In the records below, find the line with "Target: gravel lot" and the line with "the side window". Print both exactly, along with every line between them, and no other line.
── MATERIAL SHOWN ──
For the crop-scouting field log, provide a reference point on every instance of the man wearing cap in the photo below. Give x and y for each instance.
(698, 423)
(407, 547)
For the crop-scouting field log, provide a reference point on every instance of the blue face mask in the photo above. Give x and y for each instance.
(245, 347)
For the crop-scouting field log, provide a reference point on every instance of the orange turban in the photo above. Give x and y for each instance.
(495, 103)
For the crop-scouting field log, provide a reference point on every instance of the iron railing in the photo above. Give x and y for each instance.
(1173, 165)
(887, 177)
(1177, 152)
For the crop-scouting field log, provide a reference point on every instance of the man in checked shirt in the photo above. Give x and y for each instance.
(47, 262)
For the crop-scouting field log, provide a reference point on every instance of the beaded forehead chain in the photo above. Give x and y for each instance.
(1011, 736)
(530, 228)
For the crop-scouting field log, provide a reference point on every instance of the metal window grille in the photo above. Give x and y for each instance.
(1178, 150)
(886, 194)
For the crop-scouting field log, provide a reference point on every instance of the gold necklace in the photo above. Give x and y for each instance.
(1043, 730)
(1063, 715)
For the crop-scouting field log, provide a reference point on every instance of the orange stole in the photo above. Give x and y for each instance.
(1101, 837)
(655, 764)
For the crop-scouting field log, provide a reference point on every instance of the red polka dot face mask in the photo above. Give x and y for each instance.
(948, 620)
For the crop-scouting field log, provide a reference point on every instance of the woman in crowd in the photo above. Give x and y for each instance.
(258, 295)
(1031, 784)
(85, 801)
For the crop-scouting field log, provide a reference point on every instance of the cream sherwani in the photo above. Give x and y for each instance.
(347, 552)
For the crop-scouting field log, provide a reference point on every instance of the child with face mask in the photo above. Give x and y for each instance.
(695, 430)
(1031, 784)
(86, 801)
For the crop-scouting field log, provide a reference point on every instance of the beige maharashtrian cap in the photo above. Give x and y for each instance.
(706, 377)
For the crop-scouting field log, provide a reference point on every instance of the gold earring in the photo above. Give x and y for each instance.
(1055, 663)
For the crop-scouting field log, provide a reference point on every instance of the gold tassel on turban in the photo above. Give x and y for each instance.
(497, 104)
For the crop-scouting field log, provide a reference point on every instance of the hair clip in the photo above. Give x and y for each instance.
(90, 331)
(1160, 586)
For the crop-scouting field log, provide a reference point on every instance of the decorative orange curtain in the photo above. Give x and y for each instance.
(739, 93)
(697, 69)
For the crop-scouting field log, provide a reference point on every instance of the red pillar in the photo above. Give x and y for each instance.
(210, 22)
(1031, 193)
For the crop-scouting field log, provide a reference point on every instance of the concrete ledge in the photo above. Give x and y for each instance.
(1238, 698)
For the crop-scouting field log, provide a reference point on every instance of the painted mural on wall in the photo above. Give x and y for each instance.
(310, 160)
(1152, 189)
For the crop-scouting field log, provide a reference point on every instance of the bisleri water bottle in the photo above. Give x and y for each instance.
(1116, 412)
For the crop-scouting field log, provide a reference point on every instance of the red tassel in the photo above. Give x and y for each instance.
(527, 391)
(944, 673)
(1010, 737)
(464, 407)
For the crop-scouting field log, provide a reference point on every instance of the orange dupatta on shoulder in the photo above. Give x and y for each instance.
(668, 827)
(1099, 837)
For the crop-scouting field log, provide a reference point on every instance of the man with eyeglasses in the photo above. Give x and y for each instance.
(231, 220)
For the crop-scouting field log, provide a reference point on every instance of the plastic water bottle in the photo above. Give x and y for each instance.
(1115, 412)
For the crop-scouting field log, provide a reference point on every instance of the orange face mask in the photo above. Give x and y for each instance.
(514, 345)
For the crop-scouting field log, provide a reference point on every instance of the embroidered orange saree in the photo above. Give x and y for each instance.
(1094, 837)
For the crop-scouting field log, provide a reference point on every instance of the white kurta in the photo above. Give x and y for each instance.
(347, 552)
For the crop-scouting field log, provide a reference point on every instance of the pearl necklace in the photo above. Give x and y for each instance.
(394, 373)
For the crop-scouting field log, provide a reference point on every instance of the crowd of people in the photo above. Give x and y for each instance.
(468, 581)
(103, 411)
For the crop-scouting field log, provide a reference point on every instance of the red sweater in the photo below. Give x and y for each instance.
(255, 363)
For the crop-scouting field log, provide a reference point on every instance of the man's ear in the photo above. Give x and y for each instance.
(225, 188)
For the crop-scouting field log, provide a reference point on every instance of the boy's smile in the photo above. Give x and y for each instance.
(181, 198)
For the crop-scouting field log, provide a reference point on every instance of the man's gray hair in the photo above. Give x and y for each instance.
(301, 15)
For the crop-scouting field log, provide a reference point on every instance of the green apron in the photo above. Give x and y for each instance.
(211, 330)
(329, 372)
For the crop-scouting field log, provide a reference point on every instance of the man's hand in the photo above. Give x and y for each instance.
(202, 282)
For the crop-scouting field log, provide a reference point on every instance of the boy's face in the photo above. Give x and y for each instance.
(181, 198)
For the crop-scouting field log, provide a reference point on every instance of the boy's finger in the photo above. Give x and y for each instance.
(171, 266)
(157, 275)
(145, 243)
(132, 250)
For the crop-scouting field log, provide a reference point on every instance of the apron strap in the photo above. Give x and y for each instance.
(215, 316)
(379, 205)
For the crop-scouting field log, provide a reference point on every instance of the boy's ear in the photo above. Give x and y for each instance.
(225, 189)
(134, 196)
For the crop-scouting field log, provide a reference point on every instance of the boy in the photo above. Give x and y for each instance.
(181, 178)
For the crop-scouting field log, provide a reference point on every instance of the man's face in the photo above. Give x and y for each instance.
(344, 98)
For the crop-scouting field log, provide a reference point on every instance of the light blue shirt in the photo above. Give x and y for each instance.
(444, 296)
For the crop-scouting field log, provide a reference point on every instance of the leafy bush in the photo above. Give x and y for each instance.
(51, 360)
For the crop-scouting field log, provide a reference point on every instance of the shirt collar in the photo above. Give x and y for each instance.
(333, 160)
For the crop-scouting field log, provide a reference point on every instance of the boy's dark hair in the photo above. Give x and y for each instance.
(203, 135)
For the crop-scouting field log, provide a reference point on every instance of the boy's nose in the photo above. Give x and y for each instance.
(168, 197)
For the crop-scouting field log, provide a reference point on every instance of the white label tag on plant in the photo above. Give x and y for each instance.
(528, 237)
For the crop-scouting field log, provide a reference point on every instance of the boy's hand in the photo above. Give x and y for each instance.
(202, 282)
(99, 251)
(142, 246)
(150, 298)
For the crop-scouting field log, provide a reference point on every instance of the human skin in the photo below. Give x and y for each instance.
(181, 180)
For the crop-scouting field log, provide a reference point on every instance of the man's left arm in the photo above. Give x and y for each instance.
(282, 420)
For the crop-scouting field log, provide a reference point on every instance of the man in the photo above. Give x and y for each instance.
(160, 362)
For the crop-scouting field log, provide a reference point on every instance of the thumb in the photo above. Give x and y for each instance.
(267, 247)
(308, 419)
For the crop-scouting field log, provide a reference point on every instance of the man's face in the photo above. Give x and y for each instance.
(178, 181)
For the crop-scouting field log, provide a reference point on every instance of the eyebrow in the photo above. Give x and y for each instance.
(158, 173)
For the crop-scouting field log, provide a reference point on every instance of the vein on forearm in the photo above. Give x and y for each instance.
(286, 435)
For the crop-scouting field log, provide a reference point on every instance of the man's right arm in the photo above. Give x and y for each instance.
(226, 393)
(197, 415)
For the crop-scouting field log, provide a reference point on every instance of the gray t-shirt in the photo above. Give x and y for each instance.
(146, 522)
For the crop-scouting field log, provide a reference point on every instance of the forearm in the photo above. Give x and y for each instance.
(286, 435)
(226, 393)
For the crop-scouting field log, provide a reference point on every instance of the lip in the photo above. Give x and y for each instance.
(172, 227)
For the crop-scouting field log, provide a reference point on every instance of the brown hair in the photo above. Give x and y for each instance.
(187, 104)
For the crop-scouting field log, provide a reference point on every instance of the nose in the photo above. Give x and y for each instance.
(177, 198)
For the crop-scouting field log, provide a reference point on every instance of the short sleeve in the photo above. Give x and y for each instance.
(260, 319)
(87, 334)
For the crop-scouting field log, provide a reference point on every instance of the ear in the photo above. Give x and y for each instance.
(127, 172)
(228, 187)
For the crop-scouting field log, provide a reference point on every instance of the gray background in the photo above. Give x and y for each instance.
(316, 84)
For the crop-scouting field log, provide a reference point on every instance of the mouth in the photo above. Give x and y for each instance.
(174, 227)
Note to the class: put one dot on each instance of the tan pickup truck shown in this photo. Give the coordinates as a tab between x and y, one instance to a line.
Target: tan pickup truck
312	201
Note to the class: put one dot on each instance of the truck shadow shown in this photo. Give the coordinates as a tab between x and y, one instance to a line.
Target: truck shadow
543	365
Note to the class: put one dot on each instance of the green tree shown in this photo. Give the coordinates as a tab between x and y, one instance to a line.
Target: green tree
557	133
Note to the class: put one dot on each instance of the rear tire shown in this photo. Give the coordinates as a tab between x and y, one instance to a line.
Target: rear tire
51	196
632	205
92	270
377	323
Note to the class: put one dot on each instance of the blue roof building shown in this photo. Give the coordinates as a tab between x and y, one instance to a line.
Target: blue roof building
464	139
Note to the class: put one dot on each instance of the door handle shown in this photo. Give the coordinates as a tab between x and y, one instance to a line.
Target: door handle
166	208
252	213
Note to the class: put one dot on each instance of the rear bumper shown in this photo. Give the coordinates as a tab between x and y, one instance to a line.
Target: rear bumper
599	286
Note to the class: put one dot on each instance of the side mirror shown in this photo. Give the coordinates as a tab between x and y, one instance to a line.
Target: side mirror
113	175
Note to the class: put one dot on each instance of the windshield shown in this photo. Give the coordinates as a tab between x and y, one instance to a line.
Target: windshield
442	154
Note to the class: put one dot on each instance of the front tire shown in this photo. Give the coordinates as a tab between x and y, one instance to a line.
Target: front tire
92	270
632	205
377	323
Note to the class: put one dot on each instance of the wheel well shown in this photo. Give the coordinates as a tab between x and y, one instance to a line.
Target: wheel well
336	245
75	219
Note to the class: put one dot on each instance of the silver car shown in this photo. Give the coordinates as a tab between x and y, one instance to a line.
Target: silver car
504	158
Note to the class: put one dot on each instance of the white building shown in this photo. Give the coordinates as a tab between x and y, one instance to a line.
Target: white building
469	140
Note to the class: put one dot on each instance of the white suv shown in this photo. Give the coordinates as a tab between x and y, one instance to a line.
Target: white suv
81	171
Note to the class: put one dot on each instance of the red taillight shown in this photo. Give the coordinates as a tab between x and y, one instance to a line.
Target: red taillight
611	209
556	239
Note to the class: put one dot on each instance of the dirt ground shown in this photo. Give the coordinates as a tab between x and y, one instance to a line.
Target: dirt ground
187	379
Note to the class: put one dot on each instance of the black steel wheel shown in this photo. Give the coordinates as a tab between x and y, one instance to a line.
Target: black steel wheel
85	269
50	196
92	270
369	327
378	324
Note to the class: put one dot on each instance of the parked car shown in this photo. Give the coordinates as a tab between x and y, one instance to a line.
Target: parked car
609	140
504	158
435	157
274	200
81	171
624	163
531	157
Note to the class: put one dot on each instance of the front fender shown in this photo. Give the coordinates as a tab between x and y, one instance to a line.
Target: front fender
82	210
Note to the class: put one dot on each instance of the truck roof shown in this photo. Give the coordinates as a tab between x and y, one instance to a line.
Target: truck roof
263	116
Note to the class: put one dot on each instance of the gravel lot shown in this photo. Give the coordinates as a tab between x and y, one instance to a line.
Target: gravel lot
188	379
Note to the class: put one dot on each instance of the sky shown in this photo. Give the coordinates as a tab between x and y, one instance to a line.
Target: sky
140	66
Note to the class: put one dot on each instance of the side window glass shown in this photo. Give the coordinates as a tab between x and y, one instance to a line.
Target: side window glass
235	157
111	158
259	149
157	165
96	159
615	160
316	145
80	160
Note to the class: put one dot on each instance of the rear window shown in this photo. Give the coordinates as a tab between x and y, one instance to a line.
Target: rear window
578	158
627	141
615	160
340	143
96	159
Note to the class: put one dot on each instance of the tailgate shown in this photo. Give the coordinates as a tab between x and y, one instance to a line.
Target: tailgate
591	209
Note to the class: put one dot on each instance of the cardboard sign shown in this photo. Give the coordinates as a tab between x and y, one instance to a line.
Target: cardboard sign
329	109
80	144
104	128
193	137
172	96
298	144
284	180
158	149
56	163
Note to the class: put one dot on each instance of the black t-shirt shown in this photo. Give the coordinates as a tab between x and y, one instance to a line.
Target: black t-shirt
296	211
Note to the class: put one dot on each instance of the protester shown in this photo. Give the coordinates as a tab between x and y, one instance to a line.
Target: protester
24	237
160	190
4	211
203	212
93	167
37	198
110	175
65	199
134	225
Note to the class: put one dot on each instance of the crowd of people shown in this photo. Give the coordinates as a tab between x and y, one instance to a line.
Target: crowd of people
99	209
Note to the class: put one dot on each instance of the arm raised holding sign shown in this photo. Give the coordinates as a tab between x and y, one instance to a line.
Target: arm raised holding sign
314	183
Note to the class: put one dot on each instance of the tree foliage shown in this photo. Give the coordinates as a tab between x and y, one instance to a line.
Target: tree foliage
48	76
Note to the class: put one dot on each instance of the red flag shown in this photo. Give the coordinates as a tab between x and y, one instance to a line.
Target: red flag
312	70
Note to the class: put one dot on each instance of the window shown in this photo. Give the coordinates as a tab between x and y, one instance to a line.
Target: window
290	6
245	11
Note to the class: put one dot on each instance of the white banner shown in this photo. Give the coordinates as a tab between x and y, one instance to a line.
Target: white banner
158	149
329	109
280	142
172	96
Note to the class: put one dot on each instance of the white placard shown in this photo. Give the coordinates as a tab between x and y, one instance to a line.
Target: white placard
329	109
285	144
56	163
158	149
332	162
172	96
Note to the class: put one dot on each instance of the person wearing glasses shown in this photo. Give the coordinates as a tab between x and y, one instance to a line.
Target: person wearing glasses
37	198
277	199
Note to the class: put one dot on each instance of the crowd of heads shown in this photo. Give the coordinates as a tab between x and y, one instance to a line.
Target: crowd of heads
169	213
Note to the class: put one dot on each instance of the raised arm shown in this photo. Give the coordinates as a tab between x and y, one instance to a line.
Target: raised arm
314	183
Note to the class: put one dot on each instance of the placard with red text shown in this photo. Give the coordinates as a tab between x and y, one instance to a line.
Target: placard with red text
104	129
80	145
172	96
───
### TASK SOLUTION:
Target: gravel lot
188	379
Note to the class: put one dot on each instance of the sky shown in this photo. Give the coordinates as a tab between x and y, one instance to a line.
Target: sky
140	66
Note to the class: put one dot on each instance of the side window glass shown in this photo. Give the coordinates as a tab between x and y, one instance to a line.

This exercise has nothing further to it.